▶ WHAT YOU ARE ASKED TO DO:
Rewrite the data from the line with "on road in the photo above." to the line with "(1232, 863)", changing "fallen leaf" to "dry leaf" and leaving everything else the same.

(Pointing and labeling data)
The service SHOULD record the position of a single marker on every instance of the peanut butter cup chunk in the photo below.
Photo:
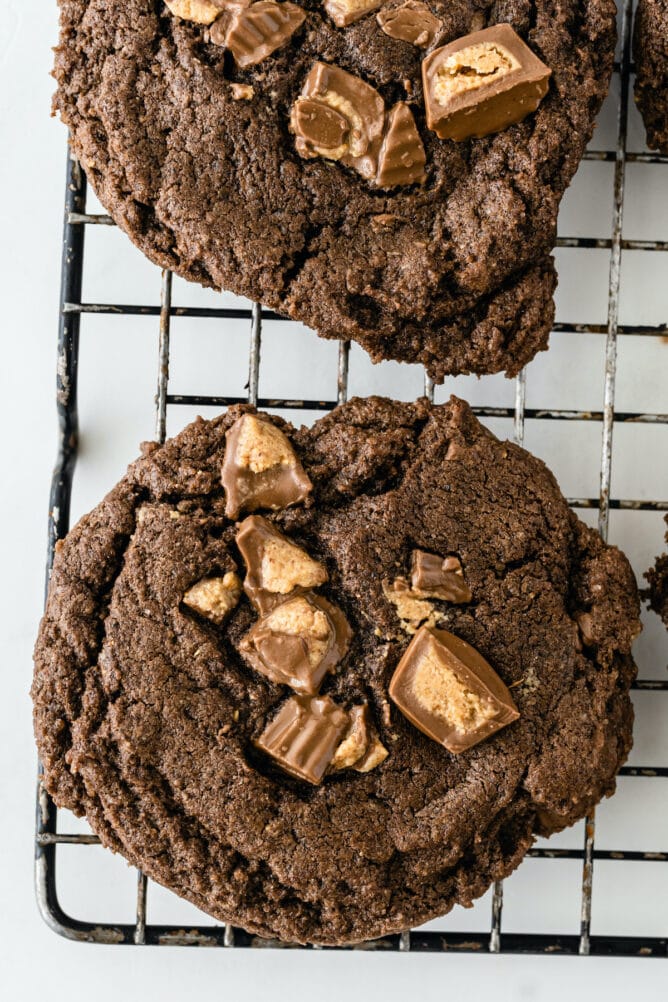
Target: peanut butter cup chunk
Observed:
(302, 736)
(260, 468)
(275, 567)
(297, 642)
(198, 11)
(214, 597)
(258, 766)
(345, 12)
(412, 22)
(448, 690)
(482, 83)
(433, 576)
(252, 33)
(402, 155)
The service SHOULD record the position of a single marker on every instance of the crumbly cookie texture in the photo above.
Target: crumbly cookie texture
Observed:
(650, 52)
(187, 761)
(451, 269)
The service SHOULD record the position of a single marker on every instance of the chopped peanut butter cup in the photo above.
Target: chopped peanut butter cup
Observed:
(214, 597)
(357, 102)
(297, 642)
(433, 576)
(260, 468)
(302, 736)
(275, 567)
(345, 12)
(449, 691)
(482, 83)
(251, 33)
(402, 156)
(413, 22)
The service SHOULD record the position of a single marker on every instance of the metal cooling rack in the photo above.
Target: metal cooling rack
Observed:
(495, 940)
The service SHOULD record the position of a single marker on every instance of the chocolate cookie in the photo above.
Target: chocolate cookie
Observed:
(342, 694)
(657, 593)
(650, 52)
(386, 172)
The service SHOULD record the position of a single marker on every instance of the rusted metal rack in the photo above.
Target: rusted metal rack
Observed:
(72, 309)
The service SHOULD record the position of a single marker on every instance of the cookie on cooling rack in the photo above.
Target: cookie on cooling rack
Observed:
(327, 682)
(650, 52)
(389, 172)
(657, 593)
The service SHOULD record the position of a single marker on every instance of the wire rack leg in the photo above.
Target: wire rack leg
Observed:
(609, 406)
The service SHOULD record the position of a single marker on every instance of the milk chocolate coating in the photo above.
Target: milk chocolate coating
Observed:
(402, 156)
(302, 736)
(318, 124)
(507, 96)
(438, 577)
(361, 105)
(254, 32)
(252, 537)
(283, 657)
(276, 487)
(457, 660)
(413, 22)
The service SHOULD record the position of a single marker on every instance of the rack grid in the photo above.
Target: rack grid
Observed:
(72, 309)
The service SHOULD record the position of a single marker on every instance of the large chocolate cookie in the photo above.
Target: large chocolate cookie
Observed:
(284, 151)
(650, 52)
(429, 662)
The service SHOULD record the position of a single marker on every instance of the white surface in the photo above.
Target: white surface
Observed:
(118, 367)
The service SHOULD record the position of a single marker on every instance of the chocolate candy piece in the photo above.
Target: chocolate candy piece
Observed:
(402, 156)
(482, 83)
(297, 642)
(318, 124)
(433, 576)
(275, 567)
(303, 734)
(354, 100)
(448, 690)
(252, 33)
(345, 12)
(260, 468)
(413, 22)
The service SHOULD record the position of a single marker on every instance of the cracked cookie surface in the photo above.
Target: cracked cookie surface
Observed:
(650, 53)
(142, 705)
(455, 273)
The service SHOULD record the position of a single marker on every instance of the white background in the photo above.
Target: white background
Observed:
(118, 366)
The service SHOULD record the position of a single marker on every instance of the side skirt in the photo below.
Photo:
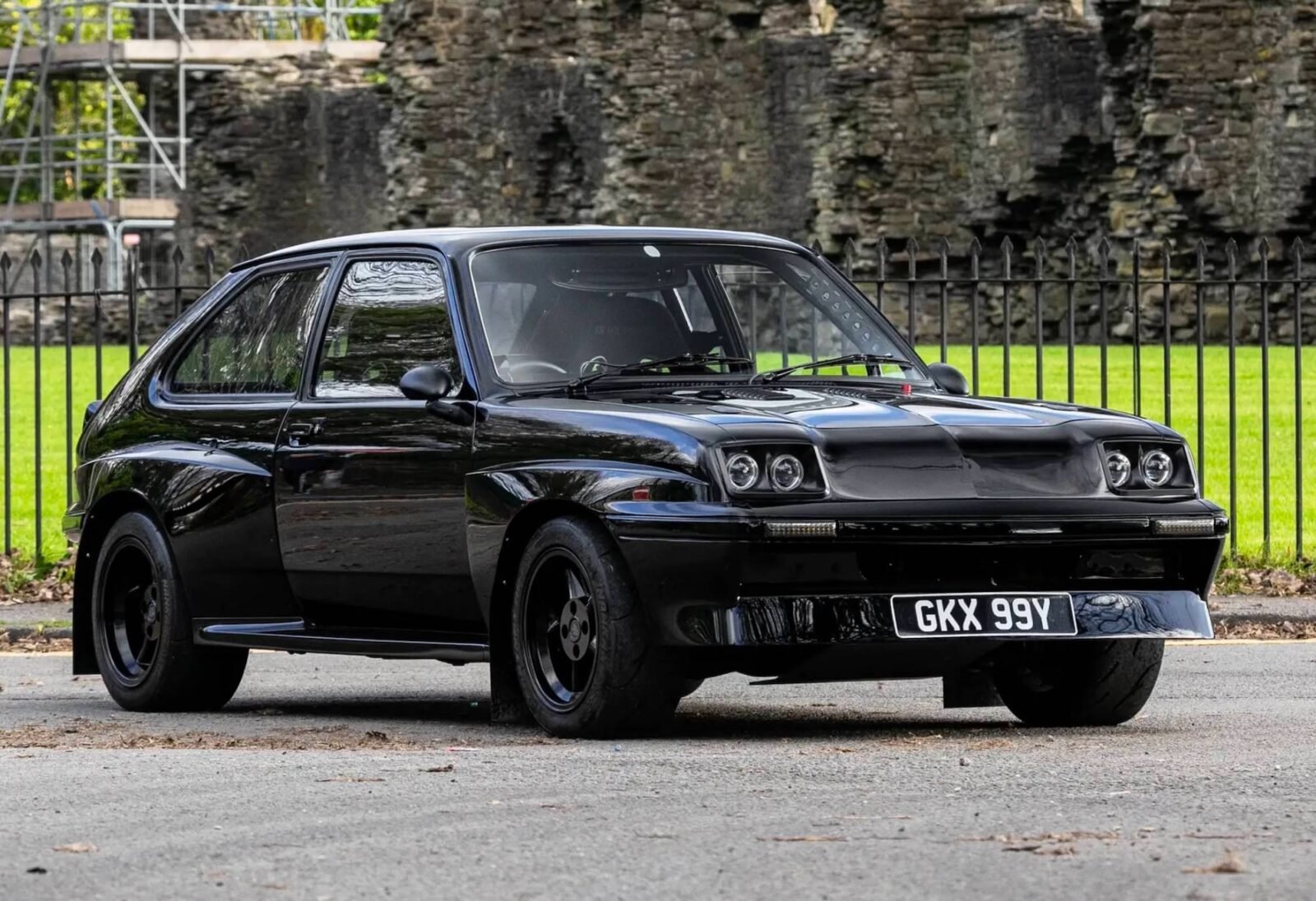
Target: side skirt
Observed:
(296, 637)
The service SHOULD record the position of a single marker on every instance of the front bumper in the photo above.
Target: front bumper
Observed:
(711, 578)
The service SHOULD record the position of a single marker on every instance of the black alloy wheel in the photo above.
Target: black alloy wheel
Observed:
(586, 655)
(142, 633)
(561, 629)
(132, 621)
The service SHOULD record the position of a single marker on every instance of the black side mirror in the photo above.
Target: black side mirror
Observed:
(425, 383)
(949, 379)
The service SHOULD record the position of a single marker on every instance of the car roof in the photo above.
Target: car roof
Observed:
(456, 241)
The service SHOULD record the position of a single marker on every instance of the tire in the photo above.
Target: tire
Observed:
(1083, 683)
(586, 659)
(142, 633)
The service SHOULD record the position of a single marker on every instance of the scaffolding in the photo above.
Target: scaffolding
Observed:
(129, 62)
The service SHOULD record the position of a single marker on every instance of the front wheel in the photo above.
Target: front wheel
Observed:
(1078, 683)
(141, 631)
(585, 657)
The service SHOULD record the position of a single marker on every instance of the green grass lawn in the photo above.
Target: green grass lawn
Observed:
(1248, 517)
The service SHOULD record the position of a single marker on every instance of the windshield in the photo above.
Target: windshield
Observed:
(563, 312)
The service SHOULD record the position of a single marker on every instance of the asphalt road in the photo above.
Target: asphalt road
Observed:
(341, 779)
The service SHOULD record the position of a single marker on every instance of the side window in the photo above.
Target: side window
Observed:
(258, 341)
(390, 316)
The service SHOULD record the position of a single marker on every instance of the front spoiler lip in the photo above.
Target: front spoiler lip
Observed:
(866, 618)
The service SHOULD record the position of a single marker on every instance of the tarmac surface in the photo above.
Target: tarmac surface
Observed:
(341, 778)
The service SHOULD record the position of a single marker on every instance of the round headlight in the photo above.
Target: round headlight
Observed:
(741, 471)
(1157, 469)
(786, 473)
(1118, 469)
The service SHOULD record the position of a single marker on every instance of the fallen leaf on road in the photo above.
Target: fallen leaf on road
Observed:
(803, 839)
(1232, 863)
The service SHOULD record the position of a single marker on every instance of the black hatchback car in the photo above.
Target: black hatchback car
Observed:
(612, 464)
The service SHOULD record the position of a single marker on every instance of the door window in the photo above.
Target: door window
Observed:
(257, 342)
(388, 317)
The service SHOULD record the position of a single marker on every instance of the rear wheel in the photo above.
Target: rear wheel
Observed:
(144, 648)
(585, 657)
(1081, 683)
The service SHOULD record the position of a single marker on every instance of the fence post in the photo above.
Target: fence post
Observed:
(1263, 252)
(178, 282)
(1138, 328)
(1007, 247)
(1232, 256)
(98, 328)
(974, 250)
(132, 307)
(1103, 265)
(882, 270)
(1165, 322)
(66, 262)
(1298, 395)
(1070, 254)
(36, 388)
(1039, 266)
(944, 295)
(8, 436)
(912, 253)
(1202, 365)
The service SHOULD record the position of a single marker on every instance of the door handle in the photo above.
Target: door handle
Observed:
(299, 431)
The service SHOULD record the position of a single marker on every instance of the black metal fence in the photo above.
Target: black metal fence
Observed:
(1096, 317)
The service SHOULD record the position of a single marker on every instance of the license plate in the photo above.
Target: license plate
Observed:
(958, 616)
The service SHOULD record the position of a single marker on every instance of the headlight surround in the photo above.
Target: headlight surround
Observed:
(786, 473)
(773, 470)
(743, 471)
(1118, 469)
(1138, 466)
(1157, 469)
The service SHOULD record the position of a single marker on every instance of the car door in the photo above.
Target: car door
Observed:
(370, 488)
(227, 391)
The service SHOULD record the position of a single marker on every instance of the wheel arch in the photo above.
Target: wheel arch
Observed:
(104, 513)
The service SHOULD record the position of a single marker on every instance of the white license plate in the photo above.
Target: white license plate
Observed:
(1000, 613)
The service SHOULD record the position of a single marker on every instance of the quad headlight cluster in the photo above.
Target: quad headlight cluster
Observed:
(1148, 466)
(773, 469)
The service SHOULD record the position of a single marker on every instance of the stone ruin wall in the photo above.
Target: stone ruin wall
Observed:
(862, 118)
(846, 120)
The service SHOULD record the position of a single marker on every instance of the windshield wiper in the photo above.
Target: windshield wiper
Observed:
(836, 361)
(605, 367)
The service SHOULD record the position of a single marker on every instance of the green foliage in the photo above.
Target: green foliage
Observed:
(1247, 517)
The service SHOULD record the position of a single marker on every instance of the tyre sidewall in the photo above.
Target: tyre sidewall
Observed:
(624, 657)
(137, 529)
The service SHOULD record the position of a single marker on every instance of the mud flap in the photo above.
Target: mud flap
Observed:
(507, 705)
(969, 688)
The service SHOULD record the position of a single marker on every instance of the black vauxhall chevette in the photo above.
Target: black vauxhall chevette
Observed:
(614, 462)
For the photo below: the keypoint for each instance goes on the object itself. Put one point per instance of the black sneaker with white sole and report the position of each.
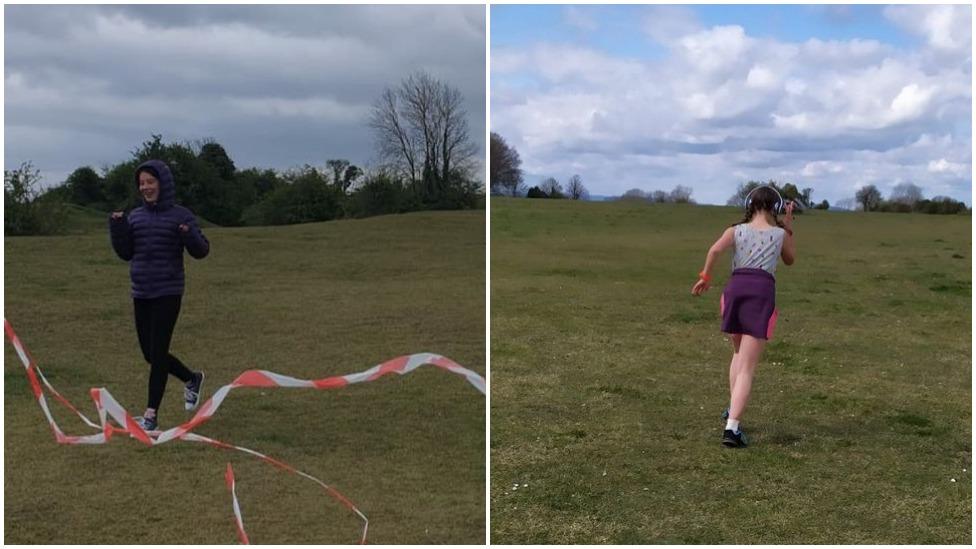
(732, 439)
(147, 423)
(192, 391)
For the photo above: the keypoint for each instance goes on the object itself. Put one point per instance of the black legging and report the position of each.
(155, 320)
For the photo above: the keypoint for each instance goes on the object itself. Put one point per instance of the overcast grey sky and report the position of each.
(277, 86)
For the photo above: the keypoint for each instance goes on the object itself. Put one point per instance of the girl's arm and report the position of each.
(121, 234)
(724, 242)
(193, 239)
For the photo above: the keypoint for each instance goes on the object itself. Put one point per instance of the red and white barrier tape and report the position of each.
(107, 406)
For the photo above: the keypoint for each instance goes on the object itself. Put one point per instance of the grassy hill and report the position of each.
(608, 378)
(307, 301)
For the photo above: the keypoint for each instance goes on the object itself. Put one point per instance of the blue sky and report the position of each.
(831, 97)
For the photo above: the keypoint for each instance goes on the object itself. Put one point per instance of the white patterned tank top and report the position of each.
(757, 249)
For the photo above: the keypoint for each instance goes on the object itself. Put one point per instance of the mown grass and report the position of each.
(608, 379)
(307, 301)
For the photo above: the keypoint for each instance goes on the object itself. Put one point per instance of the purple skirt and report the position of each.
(748, 303)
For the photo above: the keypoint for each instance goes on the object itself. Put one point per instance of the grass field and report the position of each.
(608, 379)
(308, 301)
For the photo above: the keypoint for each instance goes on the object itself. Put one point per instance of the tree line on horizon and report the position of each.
(427, 162)
(507, 179)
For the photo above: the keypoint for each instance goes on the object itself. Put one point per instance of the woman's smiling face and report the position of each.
(148, 187)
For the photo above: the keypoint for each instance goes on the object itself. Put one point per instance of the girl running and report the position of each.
(748, 303)
(152, 238)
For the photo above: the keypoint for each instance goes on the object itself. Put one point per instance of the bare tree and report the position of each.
(551, 187)
(421, 130)
(906, 193)
(338, 167)
(869, 197)
(575, 188)
(681, 194)
(504, 169)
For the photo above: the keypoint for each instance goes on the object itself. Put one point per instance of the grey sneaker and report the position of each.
(192, 391)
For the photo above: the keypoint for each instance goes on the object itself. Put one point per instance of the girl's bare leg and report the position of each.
(734, 364)
(750, 350)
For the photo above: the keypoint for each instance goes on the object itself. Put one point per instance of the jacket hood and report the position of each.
(167, 188)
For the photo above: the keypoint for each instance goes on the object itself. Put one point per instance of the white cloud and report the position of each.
(579, 17)
(667, 23)
(725, 106)
(944, 166)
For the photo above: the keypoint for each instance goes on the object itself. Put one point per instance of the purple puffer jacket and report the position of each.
(150, 237)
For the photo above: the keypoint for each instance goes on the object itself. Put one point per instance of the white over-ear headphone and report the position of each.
(779, 204)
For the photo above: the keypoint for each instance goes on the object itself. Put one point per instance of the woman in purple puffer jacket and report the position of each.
(152, 239)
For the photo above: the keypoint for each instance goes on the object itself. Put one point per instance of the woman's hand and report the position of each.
(700, 287)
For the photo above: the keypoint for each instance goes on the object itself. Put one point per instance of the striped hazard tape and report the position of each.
(107, 407)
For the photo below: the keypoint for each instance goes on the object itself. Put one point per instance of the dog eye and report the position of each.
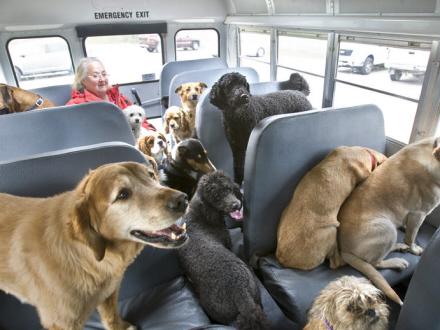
(123, 194)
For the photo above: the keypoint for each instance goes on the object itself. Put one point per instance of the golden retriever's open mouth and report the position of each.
(174, 235)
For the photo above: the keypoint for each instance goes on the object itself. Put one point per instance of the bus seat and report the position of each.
(420, 308)
(170, 69)
(33, 132)
(58, 94)
(280, 151)
(210, 129)
(209, 77)
(153, 294)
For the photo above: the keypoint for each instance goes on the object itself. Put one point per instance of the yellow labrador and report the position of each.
(400, 193)
(307, 230)
(67, 254)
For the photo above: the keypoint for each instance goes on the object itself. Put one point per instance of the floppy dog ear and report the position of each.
(178, 89)
(82, 225)
(216, 96)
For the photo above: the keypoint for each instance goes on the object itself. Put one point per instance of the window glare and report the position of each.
(41, 61)
(196, 44)
(255, 53)
(128, 58)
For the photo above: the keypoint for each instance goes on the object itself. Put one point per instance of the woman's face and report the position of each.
(96, 80)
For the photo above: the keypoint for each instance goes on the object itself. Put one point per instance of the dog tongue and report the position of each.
(237, 215)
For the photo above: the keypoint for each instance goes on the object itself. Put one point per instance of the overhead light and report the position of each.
(14, 28)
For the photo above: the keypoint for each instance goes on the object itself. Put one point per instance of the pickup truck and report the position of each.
(406, 61)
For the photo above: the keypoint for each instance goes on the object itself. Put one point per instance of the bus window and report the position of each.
(196, 44)
(255, 52)
(128, 58)
(41, 62)
(306, 55)
(387, 73)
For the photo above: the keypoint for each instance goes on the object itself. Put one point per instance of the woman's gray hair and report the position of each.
(81, 71)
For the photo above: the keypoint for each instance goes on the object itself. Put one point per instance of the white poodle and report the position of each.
(135, 115)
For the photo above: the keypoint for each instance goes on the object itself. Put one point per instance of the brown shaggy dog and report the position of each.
(154, 144)
(189, 96)
(177, 123)
(349, 303)
(66, 254)
(14, 99)
(307, 229)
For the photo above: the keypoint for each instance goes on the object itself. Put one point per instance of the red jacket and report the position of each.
(114, 96)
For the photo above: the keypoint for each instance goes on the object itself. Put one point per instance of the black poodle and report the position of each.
(242, 111)
(224, 284)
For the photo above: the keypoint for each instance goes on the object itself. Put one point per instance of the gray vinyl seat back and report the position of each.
(283, 148)
(50, 173)
(39, 131)
(209, 77)
(170, 69)
(209, 126)
(422, 298)
(58, 94)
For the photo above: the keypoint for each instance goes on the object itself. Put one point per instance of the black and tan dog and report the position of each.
(14, 99)
(188, 162)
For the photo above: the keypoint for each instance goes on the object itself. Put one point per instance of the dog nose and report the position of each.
(244, 98)
(178, 203)
(371, 313)
(236, 205)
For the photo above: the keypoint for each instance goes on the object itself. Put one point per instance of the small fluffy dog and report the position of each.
(308, 225)
(67, 254)
(154, 144)
(188, 162)
(243, 111)
(177, 123)
(189, 96)
(135, 116)
(400, 193)
(224, 284)
(349, 303)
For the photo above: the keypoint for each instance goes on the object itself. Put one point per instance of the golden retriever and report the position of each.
(400, 193)
(177, 123)
(189, 96)
(307, 230)
(14, 99)
(67, 254)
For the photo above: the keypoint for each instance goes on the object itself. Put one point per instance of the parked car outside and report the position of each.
(33, 58)
(402, 61)
(150, 42)
(186, 42)
(361, 58)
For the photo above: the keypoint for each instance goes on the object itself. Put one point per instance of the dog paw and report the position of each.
(415, 249)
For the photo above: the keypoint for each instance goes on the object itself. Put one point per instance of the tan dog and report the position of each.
(189, 96)
(400, 193)
(90, 235)
(177, 123)
(307, 229)
(154, 144)
(14, 99)
(348, 303)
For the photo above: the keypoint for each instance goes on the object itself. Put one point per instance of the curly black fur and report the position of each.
(242, 111)
(225, 285)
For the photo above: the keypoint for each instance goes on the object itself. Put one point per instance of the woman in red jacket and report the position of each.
(91, 84)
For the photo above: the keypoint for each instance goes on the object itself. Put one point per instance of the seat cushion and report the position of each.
(171, 305)
(294, 290)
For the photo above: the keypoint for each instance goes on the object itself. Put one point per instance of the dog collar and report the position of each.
(373, 160)
(327, 324)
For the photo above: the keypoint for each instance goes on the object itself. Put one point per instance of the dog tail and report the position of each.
(298, 83)
(372, 274)
(251, 315)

▶ COMPLETED EXERCISE:
The service SHOULD record the position of a single marker on every instance of the dry leaf on road in the photo above.
Target: dry leaf on road
Observed:
(803, 839)
(1232, 863)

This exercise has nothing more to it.